[Bounding-box records]
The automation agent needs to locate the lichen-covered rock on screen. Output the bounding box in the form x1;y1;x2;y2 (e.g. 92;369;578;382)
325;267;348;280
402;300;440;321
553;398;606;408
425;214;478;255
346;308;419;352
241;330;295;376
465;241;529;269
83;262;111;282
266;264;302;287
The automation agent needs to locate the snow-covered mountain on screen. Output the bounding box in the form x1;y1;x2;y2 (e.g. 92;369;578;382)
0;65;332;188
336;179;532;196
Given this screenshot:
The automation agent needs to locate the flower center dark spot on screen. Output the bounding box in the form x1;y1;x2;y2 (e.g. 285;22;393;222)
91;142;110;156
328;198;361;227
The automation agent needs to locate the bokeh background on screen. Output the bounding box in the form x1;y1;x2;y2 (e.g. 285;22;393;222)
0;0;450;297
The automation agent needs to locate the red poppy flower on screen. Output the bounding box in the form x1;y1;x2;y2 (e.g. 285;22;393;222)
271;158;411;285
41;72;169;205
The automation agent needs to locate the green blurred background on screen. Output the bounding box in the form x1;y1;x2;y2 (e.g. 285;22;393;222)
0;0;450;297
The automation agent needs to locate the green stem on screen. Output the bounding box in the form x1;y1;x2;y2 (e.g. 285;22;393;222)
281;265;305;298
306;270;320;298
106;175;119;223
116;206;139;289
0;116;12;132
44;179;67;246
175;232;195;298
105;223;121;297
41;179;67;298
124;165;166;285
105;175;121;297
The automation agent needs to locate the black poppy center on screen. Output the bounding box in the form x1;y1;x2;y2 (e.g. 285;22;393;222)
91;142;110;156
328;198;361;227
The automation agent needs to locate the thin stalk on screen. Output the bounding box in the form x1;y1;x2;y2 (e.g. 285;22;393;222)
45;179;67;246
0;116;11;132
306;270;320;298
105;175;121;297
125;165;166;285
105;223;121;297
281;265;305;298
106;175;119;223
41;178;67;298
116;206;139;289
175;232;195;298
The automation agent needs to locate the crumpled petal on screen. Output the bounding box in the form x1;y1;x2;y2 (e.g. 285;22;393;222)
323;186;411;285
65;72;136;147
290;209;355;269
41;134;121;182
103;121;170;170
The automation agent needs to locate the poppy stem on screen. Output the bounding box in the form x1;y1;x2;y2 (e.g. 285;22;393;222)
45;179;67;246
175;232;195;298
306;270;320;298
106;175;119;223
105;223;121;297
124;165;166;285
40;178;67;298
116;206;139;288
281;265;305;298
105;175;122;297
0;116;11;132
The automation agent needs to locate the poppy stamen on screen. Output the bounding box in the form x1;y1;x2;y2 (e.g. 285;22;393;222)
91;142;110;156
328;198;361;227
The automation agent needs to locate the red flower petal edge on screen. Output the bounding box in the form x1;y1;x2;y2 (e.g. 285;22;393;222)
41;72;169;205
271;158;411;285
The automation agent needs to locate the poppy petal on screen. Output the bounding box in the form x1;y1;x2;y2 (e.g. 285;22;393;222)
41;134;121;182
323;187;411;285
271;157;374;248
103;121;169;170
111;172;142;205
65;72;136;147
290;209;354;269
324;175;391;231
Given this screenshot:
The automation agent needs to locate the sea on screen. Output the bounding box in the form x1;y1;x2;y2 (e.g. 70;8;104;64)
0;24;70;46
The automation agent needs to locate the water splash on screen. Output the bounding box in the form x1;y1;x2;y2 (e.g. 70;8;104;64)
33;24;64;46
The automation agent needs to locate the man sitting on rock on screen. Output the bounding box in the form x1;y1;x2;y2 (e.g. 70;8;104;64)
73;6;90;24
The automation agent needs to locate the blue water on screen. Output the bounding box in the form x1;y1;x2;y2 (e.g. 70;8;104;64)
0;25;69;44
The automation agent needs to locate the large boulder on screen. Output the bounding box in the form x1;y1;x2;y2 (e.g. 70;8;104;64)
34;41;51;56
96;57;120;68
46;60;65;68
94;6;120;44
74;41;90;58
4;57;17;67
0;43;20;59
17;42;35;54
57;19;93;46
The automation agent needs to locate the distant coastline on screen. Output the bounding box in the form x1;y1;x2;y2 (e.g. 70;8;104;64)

_Aim:_ Find every line in the items above that contains the word "green" and copy each of those lines. Case counts, so match capitalization precisely.

_Reply:_
The automation agent needs to locate the green blurred background on screen. Output the bounding box in the form x1;y1;x2;y2 (e.g. 285;22;393;222)
The automation agent needs to locate the green stem on screen. Output the bounding box in the form x1;y1;x2;y2 (e.g. 285;22;393;222)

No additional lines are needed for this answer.